Exercise requirements:
Each line holding the word "most" must appear in the answer, copied from the entries.

========================================================================

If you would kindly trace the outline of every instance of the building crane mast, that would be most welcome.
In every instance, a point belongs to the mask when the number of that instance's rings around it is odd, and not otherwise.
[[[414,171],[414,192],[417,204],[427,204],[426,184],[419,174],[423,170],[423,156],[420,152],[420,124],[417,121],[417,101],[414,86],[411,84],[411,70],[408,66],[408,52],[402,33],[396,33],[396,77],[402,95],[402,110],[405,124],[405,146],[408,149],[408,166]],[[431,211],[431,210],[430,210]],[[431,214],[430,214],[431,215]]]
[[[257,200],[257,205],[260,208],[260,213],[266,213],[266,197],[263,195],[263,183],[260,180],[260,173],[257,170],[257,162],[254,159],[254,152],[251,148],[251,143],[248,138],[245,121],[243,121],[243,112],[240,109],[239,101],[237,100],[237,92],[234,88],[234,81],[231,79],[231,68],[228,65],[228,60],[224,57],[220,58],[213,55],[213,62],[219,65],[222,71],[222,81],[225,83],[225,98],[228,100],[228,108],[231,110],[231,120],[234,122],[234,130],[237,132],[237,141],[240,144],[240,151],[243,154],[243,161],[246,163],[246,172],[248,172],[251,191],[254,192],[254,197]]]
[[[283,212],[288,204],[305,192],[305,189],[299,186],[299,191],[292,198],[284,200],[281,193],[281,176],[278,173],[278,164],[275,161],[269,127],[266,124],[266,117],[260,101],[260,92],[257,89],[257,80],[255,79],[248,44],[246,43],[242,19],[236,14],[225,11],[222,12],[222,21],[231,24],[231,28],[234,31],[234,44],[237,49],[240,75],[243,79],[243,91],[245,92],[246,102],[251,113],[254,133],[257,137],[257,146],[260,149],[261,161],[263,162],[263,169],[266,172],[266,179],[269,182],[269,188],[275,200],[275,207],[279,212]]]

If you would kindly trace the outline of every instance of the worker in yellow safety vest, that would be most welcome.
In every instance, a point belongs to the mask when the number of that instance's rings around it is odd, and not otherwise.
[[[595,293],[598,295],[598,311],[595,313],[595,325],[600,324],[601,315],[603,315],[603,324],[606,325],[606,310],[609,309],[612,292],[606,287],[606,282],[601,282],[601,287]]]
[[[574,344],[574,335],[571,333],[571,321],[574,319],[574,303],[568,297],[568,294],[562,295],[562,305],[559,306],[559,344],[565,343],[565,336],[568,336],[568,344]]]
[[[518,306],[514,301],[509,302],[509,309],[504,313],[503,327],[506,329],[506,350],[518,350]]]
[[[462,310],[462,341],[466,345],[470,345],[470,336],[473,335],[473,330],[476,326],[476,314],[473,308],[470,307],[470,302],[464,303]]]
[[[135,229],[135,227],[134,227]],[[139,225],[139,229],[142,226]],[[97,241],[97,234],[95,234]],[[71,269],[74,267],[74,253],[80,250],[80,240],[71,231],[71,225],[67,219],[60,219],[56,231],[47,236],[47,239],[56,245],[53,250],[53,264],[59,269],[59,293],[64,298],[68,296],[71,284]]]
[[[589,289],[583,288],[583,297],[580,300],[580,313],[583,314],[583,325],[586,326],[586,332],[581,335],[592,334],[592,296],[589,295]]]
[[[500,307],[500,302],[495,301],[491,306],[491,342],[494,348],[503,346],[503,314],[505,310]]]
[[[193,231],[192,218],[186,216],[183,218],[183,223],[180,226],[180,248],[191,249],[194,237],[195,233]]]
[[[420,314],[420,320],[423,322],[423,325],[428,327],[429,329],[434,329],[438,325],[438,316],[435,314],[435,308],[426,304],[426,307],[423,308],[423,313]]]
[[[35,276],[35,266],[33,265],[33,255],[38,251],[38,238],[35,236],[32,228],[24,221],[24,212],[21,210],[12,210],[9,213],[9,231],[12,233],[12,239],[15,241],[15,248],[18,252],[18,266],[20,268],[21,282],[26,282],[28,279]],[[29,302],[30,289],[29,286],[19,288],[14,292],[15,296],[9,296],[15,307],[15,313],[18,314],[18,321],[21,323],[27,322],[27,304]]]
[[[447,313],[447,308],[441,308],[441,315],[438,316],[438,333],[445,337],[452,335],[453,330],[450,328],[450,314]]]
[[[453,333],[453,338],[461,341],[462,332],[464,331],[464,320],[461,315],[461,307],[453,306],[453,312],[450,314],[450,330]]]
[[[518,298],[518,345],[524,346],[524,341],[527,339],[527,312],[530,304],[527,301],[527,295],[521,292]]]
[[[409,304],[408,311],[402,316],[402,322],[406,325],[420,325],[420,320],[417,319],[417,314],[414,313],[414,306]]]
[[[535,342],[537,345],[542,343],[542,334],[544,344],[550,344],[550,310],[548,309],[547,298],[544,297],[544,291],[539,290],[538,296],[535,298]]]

========================================================================

Written answer:
If you would kindly trace the outline of every instance of the building crane mast, that would be most welcome.
If you would kindly trace the outline of every instance of the worker in yellow safety vest, that would be most welcome.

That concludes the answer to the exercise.